* [Provided records]:
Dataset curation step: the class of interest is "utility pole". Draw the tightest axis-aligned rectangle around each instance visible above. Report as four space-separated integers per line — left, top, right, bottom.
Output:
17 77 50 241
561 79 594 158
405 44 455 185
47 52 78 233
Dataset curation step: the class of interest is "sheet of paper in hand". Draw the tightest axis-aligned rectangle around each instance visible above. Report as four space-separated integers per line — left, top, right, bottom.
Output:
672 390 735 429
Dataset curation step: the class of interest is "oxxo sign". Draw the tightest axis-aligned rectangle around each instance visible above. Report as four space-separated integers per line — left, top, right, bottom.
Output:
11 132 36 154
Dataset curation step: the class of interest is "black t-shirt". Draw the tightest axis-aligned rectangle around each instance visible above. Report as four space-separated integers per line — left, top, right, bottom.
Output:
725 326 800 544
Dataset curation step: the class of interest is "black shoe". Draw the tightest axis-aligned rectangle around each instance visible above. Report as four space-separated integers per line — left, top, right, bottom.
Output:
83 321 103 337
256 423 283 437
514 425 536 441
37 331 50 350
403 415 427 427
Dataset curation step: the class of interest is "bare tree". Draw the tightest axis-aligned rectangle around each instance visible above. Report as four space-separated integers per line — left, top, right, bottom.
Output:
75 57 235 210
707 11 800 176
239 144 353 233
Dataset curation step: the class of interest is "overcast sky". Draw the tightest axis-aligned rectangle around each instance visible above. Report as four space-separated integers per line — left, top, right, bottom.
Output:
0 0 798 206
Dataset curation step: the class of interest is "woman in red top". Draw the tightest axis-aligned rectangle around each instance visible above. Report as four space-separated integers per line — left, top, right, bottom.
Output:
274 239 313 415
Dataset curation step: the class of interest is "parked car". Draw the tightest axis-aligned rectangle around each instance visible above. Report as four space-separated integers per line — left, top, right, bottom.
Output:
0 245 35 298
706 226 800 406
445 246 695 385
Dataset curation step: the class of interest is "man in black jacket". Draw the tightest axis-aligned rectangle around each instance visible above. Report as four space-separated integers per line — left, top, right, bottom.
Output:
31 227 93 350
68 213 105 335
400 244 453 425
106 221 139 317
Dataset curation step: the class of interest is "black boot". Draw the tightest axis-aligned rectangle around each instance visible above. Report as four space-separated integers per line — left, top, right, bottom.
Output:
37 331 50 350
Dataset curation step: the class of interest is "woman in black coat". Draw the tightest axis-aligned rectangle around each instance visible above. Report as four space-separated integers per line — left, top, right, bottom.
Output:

* [What is required]:
Change every "Dataset curation step" in the entries to "Annotation stage", leaving all other text as it is.

* [Answer to this task]:
Annotation stage: the class of interest is "utility pole". Draw the tightest axis-aligned rectangle around each instance visible above. Report as four space-separated integers per line — left, top, right, bottom.
Output:
17 77 50 241
561 79 594 158
405 44 455 185
47 52 78 233
Annotation stage: the class of interest is "sheet of paper in hand". Draw the tightest axis-aligned rectangle around each instance visible above. Report as four space-separated integers per line — left, top, right, bottom.
Output:
672 390 735 429
Annotation stage: the class of interest is "oxxo sign". Draw the tightest axis-aligned rectangle around each instance visible above. Report as four space-separated integers per line — left, top, right, bottom.
Output:
11 132 36 154
Annotation stage: the class of interest is "black t-shirt". Draw the tightest axis-aligned rectangle around each instance visible above. Report as four space-separated integers per line — left, top, right, bottom.
Output:
725 326 800 544
Annotation stage: the class of interest is "black shoe". Draw the tightest axis-aligned rectangle around each instance visible above. Report as four space-separated integers per line — left, top, right, bottom.
Output:
83 321 103 337
256 423 283 437
514 425 536 441
37 331 50 350
403 415 427 427
Annotation stage: the class of interest is "bare tree". Draw the tightest axis-aligned rectangle around each instance visible above. Report as four space-separated integers per line — left, top, right, bottom.
Output:
75 57 235 210
707 11 800 176
239 144 353 233
Annotation stage: the class of interest is "overcast sky". Draw the tightest axis-aligned rectangle around each instance visible above. Report as four space-separated integers per line — left, top, right, bottom.
Output:
0 0 798 206
Annotation stage: the class of interest is "woman in red top". Draw the tightest axis-aligned rectangle around each instance visible above. Report as four space-separated integers per line — left, top, right, bottom.
Output:
274 239 313 415
Annotation stage: the class of interest is "parked car". Draw the tightest axis-aligned rectangle around each instance visible above. Report as four space-separated integers per line — left, top, right, bottom.
Output:
0 245 35 298
706 226 800 406
445 246 695 385
Annotation stage: the class of interest is "man in black jacket". Draw the tightest axis-aligned rectangle around each instance visible above. Report as four space-separated integers per line — left, top, right, bottom.
Output:
31 227 93 350
68 213 105 335
400 244 453 425
106 221 139 317
Annotation stage: the class of interest is "black boot". Draw the tightest axis-aligned rectangle around each instance visible above. Report as four space-separated integers per line — left, top, right, bottom.
Output:
37 331 50 350
Annotation stage: the class of interest is "woman in black coat". Draw the tightest axis-aligned rectangle around each instance visible above. Report as four space-separated integers per line — left, top, right, bottom.
Output:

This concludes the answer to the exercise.